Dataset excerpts
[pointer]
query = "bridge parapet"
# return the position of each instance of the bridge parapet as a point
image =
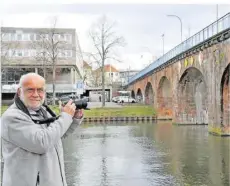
(219, 30)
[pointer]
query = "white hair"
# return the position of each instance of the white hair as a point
(25, 76)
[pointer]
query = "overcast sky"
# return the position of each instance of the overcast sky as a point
(140, 24)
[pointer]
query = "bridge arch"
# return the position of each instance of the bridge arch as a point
(149, 94)
(139, 95)
(164, 98)
(225, 98)
(192, 98)
(133, 94)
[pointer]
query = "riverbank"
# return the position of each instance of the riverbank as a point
(132, 111)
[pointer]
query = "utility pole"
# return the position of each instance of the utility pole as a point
(163, 42)
(180, 24)
(217, 17)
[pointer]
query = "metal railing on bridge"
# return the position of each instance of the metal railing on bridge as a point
(59, 88)
(213, 29)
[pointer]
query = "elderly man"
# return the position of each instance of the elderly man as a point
(31, 137)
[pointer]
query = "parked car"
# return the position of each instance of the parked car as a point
(115, 99)
(126, 99)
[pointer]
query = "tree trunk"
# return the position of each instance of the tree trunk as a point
(103, 83)
(44, 75)
(54, 78)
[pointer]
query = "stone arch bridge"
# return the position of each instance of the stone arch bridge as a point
(191, 83)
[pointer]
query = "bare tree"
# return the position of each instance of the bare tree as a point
(105, 41)
(49, 46)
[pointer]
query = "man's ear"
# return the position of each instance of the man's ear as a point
(19, 92)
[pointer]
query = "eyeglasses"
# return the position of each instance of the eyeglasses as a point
(32, 90)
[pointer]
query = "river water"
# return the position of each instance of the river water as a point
(146, 154)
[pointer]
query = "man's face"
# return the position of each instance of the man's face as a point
(33, 93)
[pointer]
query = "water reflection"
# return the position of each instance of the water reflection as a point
(145, 154)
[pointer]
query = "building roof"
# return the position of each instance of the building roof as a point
(107, 68)
(86, 65)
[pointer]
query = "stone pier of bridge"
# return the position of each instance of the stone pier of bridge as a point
(193, 88)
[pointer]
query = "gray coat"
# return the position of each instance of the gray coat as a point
(32, 153)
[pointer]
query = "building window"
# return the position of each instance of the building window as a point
(26, 53)
(26, 37)
(62, 37)
(18, 53)
(38, 37)
(13, 37)
(56, 37)
(68, 53)
(6, 37)
(19, 37)
(32, 37)
(68, 38)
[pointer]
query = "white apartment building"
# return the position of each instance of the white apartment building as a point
(33, 50)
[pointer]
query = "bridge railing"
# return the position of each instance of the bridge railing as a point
(218, 26)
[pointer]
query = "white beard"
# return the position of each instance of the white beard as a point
(23, 99)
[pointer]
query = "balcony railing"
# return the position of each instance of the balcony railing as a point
(213, 29)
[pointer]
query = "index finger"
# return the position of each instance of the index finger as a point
(69, 102)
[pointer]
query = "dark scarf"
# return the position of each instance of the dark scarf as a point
(47, 120)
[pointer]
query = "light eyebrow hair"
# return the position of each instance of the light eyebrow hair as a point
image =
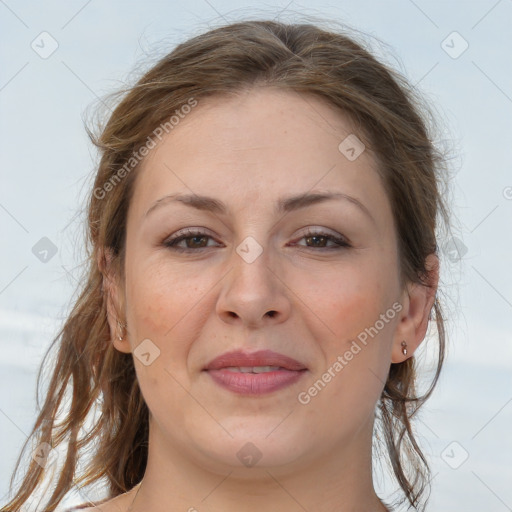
(283, 205)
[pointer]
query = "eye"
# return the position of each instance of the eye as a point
(320, 238)
(195, 240)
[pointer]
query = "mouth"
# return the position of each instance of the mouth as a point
(254, 373)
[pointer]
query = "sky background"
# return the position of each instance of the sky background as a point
(57, 58)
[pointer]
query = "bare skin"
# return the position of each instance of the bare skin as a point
(248, 152)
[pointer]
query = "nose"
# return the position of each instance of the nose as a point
(254, 293)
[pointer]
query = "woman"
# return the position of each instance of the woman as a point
(263, 268)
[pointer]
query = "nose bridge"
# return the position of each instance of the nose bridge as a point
(252, 289)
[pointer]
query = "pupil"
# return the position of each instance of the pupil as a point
(316, 237)
(195, 238)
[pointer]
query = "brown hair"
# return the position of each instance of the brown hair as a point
(300, 57)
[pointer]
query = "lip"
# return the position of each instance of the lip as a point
(259, 358)
(289, 372)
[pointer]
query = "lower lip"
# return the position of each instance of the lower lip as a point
(255, 383)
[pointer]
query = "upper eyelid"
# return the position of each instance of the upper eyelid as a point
(191, 232)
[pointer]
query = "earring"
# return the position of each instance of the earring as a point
(121, 326)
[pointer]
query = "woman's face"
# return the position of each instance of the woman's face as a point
(316, 281)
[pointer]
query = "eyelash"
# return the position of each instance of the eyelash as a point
(191, 233)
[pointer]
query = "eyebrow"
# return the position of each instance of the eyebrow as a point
(284, 205)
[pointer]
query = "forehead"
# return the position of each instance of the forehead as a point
(252, 148)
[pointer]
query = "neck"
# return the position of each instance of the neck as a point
(338, 481)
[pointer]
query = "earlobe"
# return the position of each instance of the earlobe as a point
(417, 301)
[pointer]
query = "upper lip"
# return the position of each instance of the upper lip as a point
(239, 358)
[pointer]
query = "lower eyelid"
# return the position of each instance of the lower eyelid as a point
(339, 242)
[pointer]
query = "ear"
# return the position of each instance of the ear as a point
(417, 301)
(112, 288)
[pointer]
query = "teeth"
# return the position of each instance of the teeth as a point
(252, 369)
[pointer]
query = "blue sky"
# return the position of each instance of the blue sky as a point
(58, 57)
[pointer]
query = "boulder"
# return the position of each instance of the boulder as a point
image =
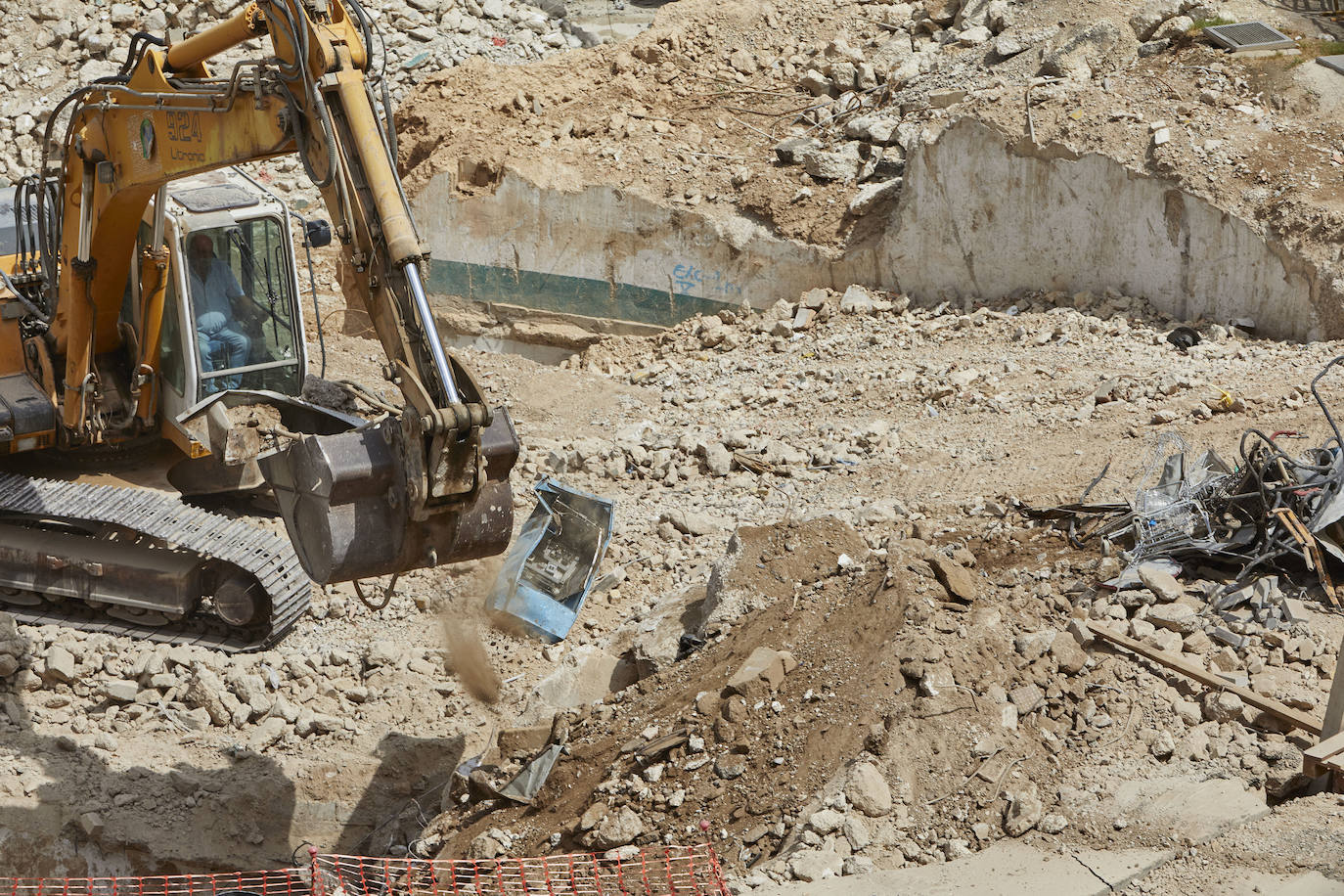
(761, 673)
(841, 164)
(1160, 582)
(1021, 814)
(205, 692)
(61, 664)
(1086, 50)
(867, 790)
(1152, 15)
(953, 576)
(617, 829)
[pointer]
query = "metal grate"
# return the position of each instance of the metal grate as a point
(1249, 35)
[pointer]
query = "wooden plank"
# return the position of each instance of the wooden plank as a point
(1335, 705)
(1326, 748)
(1211, 680)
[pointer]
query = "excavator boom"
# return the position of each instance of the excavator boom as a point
(423, 486)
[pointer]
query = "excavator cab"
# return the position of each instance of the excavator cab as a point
(232, 319)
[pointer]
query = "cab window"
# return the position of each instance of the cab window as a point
(241, 289)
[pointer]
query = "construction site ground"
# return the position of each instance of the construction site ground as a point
(847, 492)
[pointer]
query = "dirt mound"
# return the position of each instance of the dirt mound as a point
(877, 664)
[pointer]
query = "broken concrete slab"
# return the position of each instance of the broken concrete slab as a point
(1005, 870)
(1188, 809)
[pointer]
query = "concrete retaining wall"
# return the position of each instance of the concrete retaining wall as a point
(605, 252)
(981, 218)
(978, 216)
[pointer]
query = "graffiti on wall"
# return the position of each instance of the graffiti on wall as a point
(694, 280)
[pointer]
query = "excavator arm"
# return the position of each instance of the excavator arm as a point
(426, 486)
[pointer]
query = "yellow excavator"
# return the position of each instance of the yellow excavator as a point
(152, 297)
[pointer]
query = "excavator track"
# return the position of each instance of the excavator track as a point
(266, 557)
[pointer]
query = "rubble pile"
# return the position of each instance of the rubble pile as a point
(820, 576)
(940, 649)
(804, 114)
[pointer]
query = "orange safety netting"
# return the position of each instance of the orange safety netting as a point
(671, 871)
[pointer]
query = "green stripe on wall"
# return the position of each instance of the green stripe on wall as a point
(567, 294)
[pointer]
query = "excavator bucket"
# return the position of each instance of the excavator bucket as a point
(347, 503)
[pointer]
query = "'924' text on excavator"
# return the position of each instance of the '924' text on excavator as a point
(152, 294)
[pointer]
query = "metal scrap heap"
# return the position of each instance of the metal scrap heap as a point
(1273, 514)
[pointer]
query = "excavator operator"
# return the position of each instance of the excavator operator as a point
(214, 289)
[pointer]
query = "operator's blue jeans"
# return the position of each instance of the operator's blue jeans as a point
(219, 351)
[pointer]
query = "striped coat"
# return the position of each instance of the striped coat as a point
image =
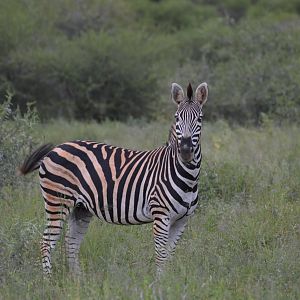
(82, 179)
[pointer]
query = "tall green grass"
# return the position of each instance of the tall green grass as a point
(242, 243)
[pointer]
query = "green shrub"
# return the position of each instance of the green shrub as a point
(251, 68)
(16, 140)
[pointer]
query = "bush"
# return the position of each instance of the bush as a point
(16, 140)
(252, 68)
(96, 76)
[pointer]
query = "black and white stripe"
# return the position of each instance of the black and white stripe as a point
(81, 179)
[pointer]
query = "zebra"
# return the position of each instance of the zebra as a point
(82, 179)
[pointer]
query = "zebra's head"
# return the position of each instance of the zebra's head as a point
(188, 118)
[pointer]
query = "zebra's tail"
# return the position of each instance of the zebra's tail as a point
(32, 162)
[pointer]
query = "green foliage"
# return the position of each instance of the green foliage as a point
(252, 69)
(16, 140)
(242, 243)
(102, 59)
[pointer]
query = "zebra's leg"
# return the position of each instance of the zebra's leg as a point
(175, 232)
(161, 227)
(78, 224)
(56, 214)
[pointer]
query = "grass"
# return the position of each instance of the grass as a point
(242, 243)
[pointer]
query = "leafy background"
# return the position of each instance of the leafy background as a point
(101, 70)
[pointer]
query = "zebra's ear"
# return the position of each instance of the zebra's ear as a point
(201, 93)
(177, 93)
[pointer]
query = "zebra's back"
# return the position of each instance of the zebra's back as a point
(111, 182)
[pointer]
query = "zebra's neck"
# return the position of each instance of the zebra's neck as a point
(191, 170)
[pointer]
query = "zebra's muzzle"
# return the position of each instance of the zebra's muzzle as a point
(186, 149)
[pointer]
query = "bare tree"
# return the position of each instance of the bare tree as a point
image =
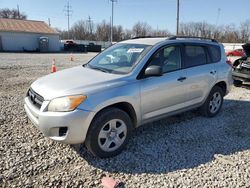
(12, 13)
(245, 31)
(103, 31)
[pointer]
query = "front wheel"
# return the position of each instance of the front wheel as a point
(237, 83)
(213, 103)
(108, 133)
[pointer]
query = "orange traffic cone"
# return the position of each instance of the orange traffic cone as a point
(71, 57)
(53, 67)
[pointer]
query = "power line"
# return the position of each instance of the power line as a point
(68, 12)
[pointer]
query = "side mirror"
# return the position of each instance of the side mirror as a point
(153, 70)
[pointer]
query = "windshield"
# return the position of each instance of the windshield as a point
(119, 59)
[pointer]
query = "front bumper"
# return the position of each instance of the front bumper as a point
(67, 127)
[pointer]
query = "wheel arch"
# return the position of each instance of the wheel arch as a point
(126, 107)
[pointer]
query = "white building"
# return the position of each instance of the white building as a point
(24, 35)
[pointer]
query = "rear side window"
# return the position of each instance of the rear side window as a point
(194, 56)
(214, 53)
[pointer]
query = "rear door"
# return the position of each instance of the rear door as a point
(201, 72)
(1, 46)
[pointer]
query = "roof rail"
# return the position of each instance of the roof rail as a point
(190, 37)
(149, 37)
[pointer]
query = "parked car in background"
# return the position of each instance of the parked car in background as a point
(129, 84)
(237, 52)
(241, 67)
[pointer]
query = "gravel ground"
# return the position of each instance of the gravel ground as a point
(186, 150)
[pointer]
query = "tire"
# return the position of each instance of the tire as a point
(108, 133)
(237, 83)
(213, 103)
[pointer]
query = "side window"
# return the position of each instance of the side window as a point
(194, 56)
(169, 58)
(215, 53)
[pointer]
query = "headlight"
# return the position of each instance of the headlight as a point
(65, 104)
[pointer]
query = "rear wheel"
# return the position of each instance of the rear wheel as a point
(213, 103)
(108, 133)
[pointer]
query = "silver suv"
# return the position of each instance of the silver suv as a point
(129, 84)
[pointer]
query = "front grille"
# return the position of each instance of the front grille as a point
(35, 98)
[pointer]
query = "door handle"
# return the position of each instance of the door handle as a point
(181, 79)
(212, 72)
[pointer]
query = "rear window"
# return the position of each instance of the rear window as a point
(195, 56)
(215, 53)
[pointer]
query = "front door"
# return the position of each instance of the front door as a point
(166, 93)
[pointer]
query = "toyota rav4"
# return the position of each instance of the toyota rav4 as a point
(127, 85)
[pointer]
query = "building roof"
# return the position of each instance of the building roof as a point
(146, 41)
(27, 26)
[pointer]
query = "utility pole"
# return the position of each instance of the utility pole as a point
(177, 19)
(112, 20)
(218, 17)
(68, 12)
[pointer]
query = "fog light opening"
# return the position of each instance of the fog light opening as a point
(63, 131)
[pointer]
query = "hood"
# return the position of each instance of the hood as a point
(246, 48)
(73, 81)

▸ **Your objective**
The answer should be the exact lines running from the line containing "# return the position of each instance of the hood" to the last line of the entries, with nothing else.

▸ **Reply**
# return the position of each instance of the hood as a point
(246, 48)
(73, 81)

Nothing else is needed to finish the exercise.